● **DIRECTIVE**: Print the lines below verbatim, omitting the pictures.

[Extracted records]
◇ ◇ ◇ ◇ ◇
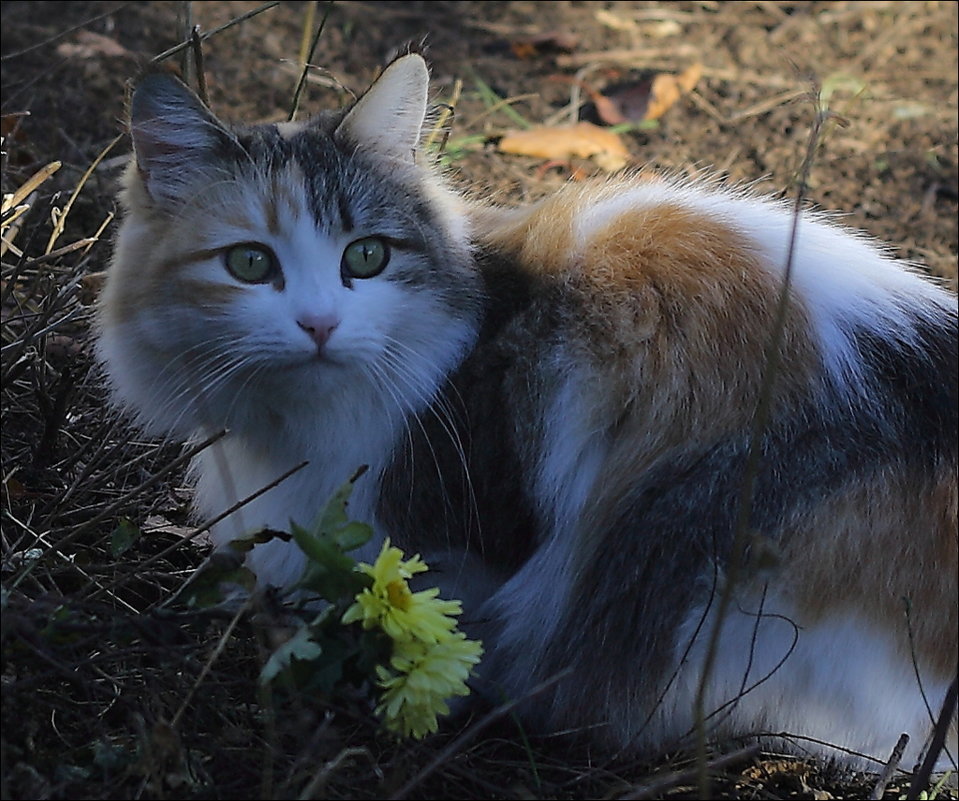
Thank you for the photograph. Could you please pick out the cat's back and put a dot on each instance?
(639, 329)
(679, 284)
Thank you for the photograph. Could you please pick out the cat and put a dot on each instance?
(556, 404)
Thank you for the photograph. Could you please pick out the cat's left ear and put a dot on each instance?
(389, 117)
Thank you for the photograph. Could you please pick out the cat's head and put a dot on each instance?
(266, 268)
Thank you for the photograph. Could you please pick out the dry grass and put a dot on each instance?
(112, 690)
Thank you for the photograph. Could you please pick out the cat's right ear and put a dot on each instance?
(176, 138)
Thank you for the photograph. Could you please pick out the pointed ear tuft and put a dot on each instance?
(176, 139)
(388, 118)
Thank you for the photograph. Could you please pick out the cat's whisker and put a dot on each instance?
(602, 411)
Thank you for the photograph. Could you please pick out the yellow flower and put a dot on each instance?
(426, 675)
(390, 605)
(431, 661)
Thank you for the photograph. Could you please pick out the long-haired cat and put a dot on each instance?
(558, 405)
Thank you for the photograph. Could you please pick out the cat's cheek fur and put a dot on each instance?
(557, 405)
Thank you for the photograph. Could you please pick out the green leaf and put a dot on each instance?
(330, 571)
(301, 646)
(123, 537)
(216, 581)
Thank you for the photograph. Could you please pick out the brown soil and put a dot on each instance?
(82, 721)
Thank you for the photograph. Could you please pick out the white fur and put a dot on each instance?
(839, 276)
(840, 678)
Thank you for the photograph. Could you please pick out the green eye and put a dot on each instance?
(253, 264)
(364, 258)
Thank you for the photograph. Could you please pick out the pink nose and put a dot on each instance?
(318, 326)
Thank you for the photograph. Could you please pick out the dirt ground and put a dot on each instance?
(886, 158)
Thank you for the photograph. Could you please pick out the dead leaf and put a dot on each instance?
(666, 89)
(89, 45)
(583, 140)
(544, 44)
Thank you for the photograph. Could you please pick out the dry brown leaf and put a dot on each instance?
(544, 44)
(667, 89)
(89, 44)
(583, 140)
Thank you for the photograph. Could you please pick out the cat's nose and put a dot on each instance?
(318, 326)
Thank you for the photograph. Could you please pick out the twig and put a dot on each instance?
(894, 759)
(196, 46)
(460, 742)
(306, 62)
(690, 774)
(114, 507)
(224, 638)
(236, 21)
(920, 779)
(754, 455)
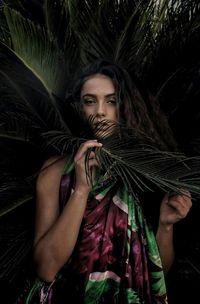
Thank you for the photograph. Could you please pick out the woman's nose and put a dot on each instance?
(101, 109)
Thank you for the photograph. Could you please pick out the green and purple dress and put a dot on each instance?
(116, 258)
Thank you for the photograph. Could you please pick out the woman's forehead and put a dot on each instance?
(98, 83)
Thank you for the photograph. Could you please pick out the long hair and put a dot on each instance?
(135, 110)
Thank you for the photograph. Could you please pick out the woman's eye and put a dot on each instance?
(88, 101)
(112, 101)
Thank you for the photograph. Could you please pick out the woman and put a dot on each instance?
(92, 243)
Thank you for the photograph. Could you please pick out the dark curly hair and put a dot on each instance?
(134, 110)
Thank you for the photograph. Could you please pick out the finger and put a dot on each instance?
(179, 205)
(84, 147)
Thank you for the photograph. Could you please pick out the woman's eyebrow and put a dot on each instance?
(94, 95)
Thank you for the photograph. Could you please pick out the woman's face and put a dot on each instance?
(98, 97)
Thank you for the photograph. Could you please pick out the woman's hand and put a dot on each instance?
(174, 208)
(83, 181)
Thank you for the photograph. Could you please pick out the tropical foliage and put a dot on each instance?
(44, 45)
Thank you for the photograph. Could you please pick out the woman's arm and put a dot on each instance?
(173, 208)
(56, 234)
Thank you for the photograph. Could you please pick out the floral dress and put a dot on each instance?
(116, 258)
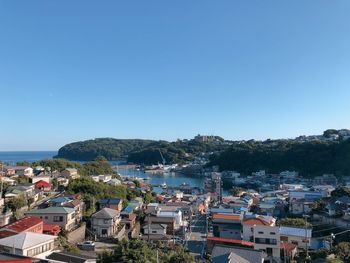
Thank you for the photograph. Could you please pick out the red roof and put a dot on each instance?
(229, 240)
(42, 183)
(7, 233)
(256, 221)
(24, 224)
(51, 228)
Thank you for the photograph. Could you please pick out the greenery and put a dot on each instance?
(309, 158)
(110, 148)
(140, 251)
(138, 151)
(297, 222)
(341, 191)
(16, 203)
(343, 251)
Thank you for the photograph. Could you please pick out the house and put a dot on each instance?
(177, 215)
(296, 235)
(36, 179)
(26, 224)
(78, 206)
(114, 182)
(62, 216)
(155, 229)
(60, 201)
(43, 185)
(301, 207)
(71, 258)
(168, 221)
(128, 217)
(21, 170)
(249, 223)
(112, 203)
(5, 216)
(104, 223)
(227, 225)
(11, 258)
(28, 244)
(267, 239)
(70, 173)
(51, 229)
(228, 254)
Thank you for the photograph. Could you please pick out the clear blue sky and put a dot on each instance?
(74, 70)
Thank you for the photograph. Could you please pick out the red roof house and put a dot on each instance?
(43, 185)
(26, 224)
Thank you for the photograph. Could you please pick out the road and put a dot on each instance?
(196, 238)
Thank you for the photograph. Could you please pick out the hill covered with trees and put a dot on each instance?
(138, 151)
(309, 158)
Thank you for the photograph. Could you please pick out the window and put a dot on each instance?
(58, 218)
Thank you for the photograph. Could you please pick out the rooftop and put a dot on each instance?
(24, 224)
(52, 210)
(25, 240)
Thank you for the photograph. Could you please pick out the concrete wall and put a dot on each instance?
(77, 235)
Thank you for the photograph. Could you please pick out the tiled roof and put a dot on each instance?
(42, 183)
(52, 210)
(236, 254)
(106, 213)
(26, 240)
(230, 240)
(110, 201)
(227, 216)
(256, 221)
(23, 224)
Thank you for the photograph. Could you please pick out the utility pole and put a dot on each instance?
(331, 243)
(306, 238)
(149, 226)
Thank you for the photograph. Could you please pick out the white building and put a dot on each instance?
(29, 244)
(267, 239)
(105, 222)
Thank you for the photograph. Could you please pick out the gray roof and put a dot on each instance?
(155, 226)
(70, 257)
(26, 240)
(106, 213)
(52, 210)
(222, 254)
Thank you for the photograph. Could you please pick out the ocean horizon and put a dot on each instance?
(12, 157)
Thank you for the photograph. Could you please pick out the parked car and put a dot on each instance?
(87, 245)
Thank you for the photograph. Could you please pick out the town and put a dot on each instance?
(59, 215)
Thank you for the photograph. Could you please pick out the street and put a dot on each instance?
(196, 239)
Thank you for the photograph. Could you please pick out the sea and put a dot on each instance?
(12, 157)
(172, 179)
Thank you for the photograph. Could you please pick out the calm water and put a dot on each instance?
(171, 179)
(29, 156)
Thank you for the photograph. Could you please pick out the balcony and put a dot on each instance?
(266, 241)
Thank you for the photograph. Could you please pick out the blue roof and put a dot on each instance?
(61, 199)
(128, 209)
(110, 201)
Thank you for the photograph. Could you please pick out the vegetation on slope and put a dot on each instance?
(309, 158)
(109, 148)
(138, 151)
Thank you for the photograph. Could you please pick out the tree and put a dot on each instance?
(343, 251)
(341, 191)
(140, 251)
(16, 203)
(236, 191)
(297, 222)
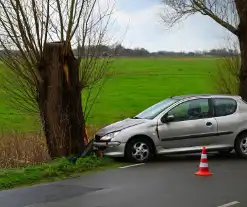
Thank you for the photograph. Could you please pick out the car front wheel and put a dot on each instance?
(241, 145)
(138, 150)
◇ ◇ ◇ ◇ ◇
● **EXERCISE OUTPUT**:
Thank you for the photograph. Could you please pick out the cat's back and put a dot on each instance?
(639, 329)
(679, 284)
Thank you for the photograph. Could you please pick out the cat and put a dot on each instance?
(556, 404)
Thank you for the photograph. Could you please pick out the cat's left ear and put a dot on each instance?
(389, 117)
Thank you for the photograph. Could you please pick out the cat's head and put a dot on each instance?
(266, 268)
Thank you for the photograph. Could you please pick out the dry grass and put a dot on each instance?
(112, 690)
Thank you for the photograph. Could you please pick out the cat's right ear and put a dot on each instance?
(176, 138)
Thank you for the photograph. Could you please pick out the pointed ear tuft and put a dot on each instance?
(176, 139)
(388, 118)
Thank you for the photograph. Could you please pick out the cat's whisker and put a dot on each instance?
(602, 411)
Thank you for the photograph. Could you please pick out the yellow flower and put a dot on each instance?
(426, 675)
(390, 605)
(431, 661)
Thank you for the photograph. Could you please pick out the long-haired cat and put a dot on each instance?
(558, 405)
Thank you for the photograph. Could you please pick out the cat's cheek fur and put a dot on each instance?
(557, 405)
Thank you for the photograph. Could you please pick out the green leaf and put a dot on each instance?
(330, 571)
(301, 646)
(123, 537)
(216, 581)
Thank you for the photograph. Could you please pick out the brown soil and put a dot on each instance?
(82, 721)
Thank you for the photograph. Could you please pick out the white fur and put a dot on each instance?
(839, 276)
(840, 678)
Thank you for the photograph. Could you please pick out the green eye and put a dot on each instance?
(253, 264)
(364, 258)
Thank you for the photograph. Could you please pick out the pink nose and put a dot on each instance?
(318, 326)
Thank you for the photograph. Could you please pick out the dirt ground and put a dot on each instance?
(886, 158)
Thank you for the photograph. Could you please pick out the dead leaf and put a dot on each instance?
(666, 89)
(89, 45)
(583, 140)
(544, 44)
Thank you for the photograph. Could you please pick out the dry brown leaf and put a dot on each instance?
(544, 44)
(667, 89)
(89, 44)
(583, 140)
Thank you for the photograph. Could you please pick out the cat's nose and put a dot on each instance?
(318, 326)
Thank you for the photograph. Could you please pick out the twig and put a dot on each instance?
(894, 759)
(196, 46)
(460, 742)
(306, 62)
(690, 774)
(114, 507)
(224, 638)
(236, 21)
(920, 779)
(754, 455)
Thank you for the photograph. Could you please pick out the woman's nose and put a dot on each instance?
(101, 109)
Thank you for the photograph. Could you please pick out the green and purple dress and put a dot on each instance?
(116, 258)
Thank you for the photograph. Could you please pick out the woman's forehead and put a dot on each instance?
(98, 83)
Thank you for the photograph. Could you please pick out the long hair and put a dot on each instance?
(135, 110)
Thank you for the photograph. Could you please pick out the woman's eye and put a dot on each instance?
(88, 101)
(112, 101)
Thank you for the photograph. Could you please pick out the woman and put a dot on each instance?
(92, 243)
Thank you for the photograph. Could you please pick out the dark curly hair and put a dot on each instance?
(134, 110)
Thank you for the photograph. Could you please pick out the finger and put a dot on each instance?
(179, 205)
(84, 147)
Thank you for the photograph. Could you please pick out the woman's eyebrow and put a dot on each instance?
(94, 95)
Thank you for the photograph. Could you please pick out the woman's face and put a dot on each instance?
(98, 97)
Thank you for the photograph. Could you please pick out the woman's hand and put a dot on each instance?
(174, 208)
(83, 181)
Thank you for the photograph. Could you please pick out the tropical foliage and put a dot on each instance?
(44, 45)
Thank you for the photograph. Could you please pick out the woman's arm and put a dot on each instance?
(173, 208)
(56, 234)
Thank you for the photograph. Could you please pick out the floral dress and put a dot on each instance?
(116, 258)
Thank you for the photograph. Could you please pick out the red roof and put a dot on each instance?
(229, 240)
(42, 183)
(7, 233)
(256, 221)
(24, 224)
(51, 228)
Thank you for the photograph. Could you please pick out the greenery and put a dot on each instance?
(309, 158)
(110, 148)
(140, 251)
(138, 151)
(297, 222)
(341, 191)
(16, 203)
(343, 251)
Thank you for the photograph. Could you please pick out the house and put a dot on each instance?
(177, 215)
(296, 235)
(36, 179)
(26, 224)
(78, 206)
(114, 182)
(62, 216)
(155, 229)
(60, 201)
(43, 185)
(301, 207)
(71, 258)
(168, 221)
(128, 217)
(21, 170)
(249, 223)
(112, 203)
(5, 216)
(104, 223)
(227, 225)
(11, 258)
(28, 244)
(267, 239)
(70, 173)
(51, 229)
(228, 254)
Thank you for the photograph. Could you please pick out the clear blue sky and put a dot on each instance?
(74, 70)
Thank you for the photograph. Could you please pick out the red roof house and put a dot on each instance?
(43, 185)
(26, 224)
Thank you for the photograph. Could you please pick out the road and put a dot on each instance?
(196, 238)
Thank you for the photograph. Could you please pick out the hill covered with trees and put a dot on each instance?
(138, 151)
(309, 158)
Thank you for the photograph. Could you please pick out the window and put a dot on each instance?
(58, 218)
Thank you for the photograph. Could you please pick out the rooftop and put a dot on each instance?
(24, 224)
(52, 210)
(25, 240)
Thank you for the photograph. Could you please pick out the concrete wall and put a dot on each instance?
(77, 235)
Thank you for the photograph. Could you please pick out the tiled roof and put a dot on each instance?
(42, 183)
(52, 210)
(236, 254)
(106, 213)
(26, 240)
(230, 240)
(110, 201)
(227, 216)
(256, 221)
(23, 224)
Thank you for the photograph. Could you please pick out the utility pole and put a dot on each instance?
(331, 243)
(306, 238)
(149, 226)
Thank you for the photograph. Could you please pick out the white building and put a dot on each instance?
(29, 244)
(267, 239)
(105, 222)
Thank you for the photograph. Could you please pick out the gray roof and put a dot on each instance?
(155, 226)
(70, 257)
(26, 240)
(106, 213)
(52, 210)
(222, 254)
Thank you for the photograph. Could you please pick out the ocean horizon and put a dot on each instance?
(12, 157)
Thank you for the photograph. Could you please pick out the parked car and put a dot on each instance?
(87, 245)
Thank you for the photograph. Could you please pick out the town and put a dot on each instance?
(59, 215)
Thank you for the photograph. Could you please pick out the street and put a dot on each instance?
(196, 239)
Thank you for the photograph. Could you please pick out the sea and put a dot on each instance?
(12, 157)
(172, 179)
Thank you for the photograph. Could you please pick out the calm water and put a dot on each instance?
(171, 179)
(29, 156)
Thank you for the photograph. Could you please pick out the balcony and put a dot on each instance?
(266, 241)
Thank you for the photograph. Could you please pick out the blue roof and put a dot on each instance?
(61, 199)
(128, 209)
(110, 201)
Thank you for the photograph. Could you please pick out the vegetation on slope and put a dot on each instance?
(309, 158)
(109, 148)
(138, 151)
Thank you for the photograph. Could you please pick out the tree and put a dot on each instance?
(343, 251)
(341, 191)
(140, 251)
(16, 203)
(236, 191)
(297, 222)
Thank you for the photograph. Could you please pick out the car front wheel and put a dot on each instance?
(241, 145)
(138, 150)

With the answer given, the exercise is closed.